::: Task input

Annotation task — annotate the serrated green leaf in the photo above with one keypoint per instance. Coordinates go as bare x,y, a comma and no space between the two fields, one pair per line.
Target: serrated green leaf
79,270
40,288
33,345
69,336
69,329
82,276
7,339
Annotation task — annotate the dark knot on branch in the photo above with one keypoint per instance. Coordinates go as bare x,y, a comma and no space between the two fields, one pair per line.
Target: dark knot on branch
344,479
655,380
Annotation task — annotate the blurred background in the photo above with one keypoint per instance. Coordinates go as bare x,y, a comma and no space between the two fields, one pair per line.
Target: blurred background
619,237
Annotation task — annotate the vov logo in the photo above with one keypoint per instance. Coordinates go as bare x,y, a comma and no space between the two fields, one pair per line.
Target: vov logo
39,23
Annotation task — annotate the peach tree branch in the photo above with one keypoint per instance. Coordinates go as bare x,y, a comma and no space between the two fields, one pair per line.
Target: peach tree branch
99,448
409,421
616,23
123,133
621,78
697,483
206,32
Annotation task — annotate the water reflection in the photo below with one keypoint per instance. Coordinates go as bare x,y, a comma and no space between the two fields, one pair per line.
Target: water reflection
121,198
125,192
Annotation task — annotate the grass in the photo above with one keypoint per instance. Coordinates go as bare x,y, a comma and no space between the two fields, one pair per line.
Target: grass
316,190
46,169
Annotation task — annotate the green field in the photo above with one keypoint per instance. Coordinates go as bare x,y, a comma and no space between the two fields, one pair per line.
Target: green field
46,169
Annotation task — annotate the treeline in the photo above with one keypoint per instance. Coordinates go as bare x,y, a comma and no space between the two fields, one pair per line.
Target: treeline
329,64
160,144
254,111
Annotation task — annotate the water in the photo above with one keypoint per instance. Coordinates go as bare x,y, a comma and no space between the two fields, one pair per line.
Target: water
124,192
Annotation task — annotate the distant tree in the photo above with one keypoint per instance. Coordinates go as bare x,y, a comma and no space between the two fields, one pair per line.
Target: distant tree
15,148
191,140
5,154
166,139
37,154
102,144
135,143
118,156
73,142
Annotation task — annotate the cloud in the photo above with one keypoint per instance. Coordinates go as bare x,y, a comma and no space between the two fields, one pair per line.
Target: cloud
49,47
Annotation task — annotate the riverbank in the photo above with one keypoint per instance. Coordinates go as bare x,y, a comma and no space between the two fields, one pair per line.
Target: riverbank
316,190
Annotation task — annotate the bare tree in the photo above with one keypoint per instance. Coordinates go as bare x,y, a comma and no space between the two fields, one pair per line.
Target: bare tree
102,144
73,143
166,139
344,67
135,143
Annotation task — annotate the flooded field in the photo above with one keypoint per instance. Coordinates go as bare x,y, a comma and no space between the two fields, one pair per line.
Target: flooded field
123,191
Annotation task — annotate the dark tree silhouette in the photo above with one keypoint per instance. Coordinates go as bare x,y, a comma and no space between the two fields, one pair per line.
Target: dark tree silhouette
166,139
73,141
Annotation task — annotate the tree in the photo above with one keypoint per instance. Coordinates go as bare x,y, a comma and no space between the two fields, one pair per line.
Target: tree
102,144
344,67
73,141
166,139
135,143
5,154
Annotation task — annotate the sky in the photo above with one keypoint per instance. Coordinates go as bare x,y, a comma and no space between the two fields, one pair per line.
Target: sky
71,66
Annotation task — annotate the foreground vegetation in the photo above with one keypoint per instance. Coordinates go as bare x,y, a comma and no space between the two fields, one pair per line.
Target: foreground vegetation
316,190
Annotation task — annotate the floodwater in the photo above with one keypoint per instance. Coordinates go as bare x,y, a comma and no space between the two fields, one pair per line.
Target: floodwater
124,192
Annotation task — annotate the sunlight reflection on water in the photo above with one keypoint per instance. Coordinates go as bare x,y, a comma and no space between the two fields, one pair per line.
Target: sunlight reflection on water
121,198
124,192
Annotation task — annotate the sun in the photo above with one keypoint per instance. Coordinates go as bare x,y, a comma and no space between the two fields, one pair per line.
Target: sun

::::::

Write down the full listing again, exactly.

Annotation task — annotate the serrated green leaf in the photo above with one keypoint per instance. Coordinates go as bare x,y, a comma and no space between the two fields, one pair per line.
Target: serrated green leaf
79,270
40,288
33,345
69,336
69,329
82,276
7,339
Annotation task — annotate the dark knot on branch in the photo above with one keypoint per instance. Coordinates go as bare x,y, a comma and no space between the two fields, one pair per line.
Target: dark knot on branch
344,479
655,380
Annotation task — annotate the blurred background in the photo above with one keypoint per instance. Coordinates go as bare x,y, a comma and no space between the two fields, one pair per line.
Target: blurred background
619,237
Annotation task — annotate the vov logo in the photo above with one keypoint per instance. Coordinates go as bare x,y, a comma and no space between the two fields, one pair per line.
Target: vov logo
39,23
Annotation task — annotate the peach tree branch in the photo above with one keypoint per instance. Coordinates go as bare x,y, a comma and no space between the two fields, one pair per line.
Target: peach tree branch
99,448
409,421
616,23
123,133
621,78
697,483
206,32
Annotation task — annotate the water reflection in the photo below with one keypoint per instance. Coordinates go as bare x,y, a comma and no space between the two fields, one pair per line.
Target: water reflection
121,198
125,192
Annotation task — annotate the grass in the photo above with one keypoint per instance. Coordinates go as bare x,y, a comma and no space between the two fields, one pair per line.
Target: grass
316,190
46,169
Annotation task — annotate the green field in the photo above with one keypoint per instance. Coordinates go as bare x,y, a comma and no space between the two fields, one pair per line.
Target: green field
46,169
Annotation task — annotate the treeline in the photo above with one keypoint per instance. Coordinates go as bare x,y, a comma and no space between the two fields, one pair per line.
Target: treeline
329,64
160,144
254,111
Annotation task — annotate the water in the photo above with one keypoint per instance. Coordinates go as bare x,y, a comma and no space between the two fields, one pair per line.
Target: water
124,192
Annotation task — annotate the distant tree in the photo above with one keypoint per instance. Coordinates go as bare x,y, a comma and no space between the two fields, one pair per line.
Target: distant tree
15,148
191,140
5,154
166,139
37,154
102,144
135,143
118,156
73,142
Annotation task — annotate the cloud in the photo above with one keypoint per instance. Coordinates go as bare x,y, a comma and no space between the two fields, one pair per line.
Target: cloud
49,47
Annotation task — annotate the riverbank in the photo above with one keypoint per instance. Coordinates go as bare x,y, a comma and no space between the two fields, one pair per line.
Target: riverbank
316,190
Annotation task — annotate the bare tree in the photo above with one keypoint per instance. Coordinates go as bare x,y, a comma and no space between the two fields, one pair per line.
Target: bare tree
102,144
73,143
166,139
344,67
135,143
Annotation task — annotate the flooded field in the photo above with one keypoint per instance. Coordinates go as bare x,y, a comma and no space between the two fields, one pair per line.
Target: flooded field
123,191
Annotation task — annotate the dark tree silhouette in the photo above with one keypoint per instance. Coordinates go as bare x,y, a comma and no space between the two fields, one pair per line.
Target: dark tree silhouette
166,139
73,141
Annotation task — annotate the tree in the photo above with one keypoint per instance. Coordinates go as bare x,y, a comma and no space between the two fields, one pair per line.
Target: tree
102,144
344,67
73,141
166,139
135,143
5,154
Annotation task — annotate the sky in the photo above with one keypoint per instance. Coordinates go as bare x,y, a comma and no space between the two fields, one pair per line.
Target: sky
71,66
Annotation task — annotate the foreground vegetation in the photo above with one keypoint per instance. Coordinates go as bare x,y, a comma and no space between the two fields, one pair per line.
Target: foreground vegetation
316,190
Annotation task — annotate the floodwater in the photo above with one keypoint per instance. Coordinates go as bare x,y, a comma and no space between the two fields, one pair per line.
Target: floodwater
124,192
Annotation task — annotate the sunlight reflection on water in the photo above with one keypoint per instance. Coordinates go as bare x,y, a comma and no space between the two fields, one pair per line.
Target: sunlight reflection on water
121,198
124,192
Annotation task — annotate the sun in the photo above with one keypoint per instance. Coordinates go as bare x,y, a comma and no space between the two fields, one pair per line.
Target: sun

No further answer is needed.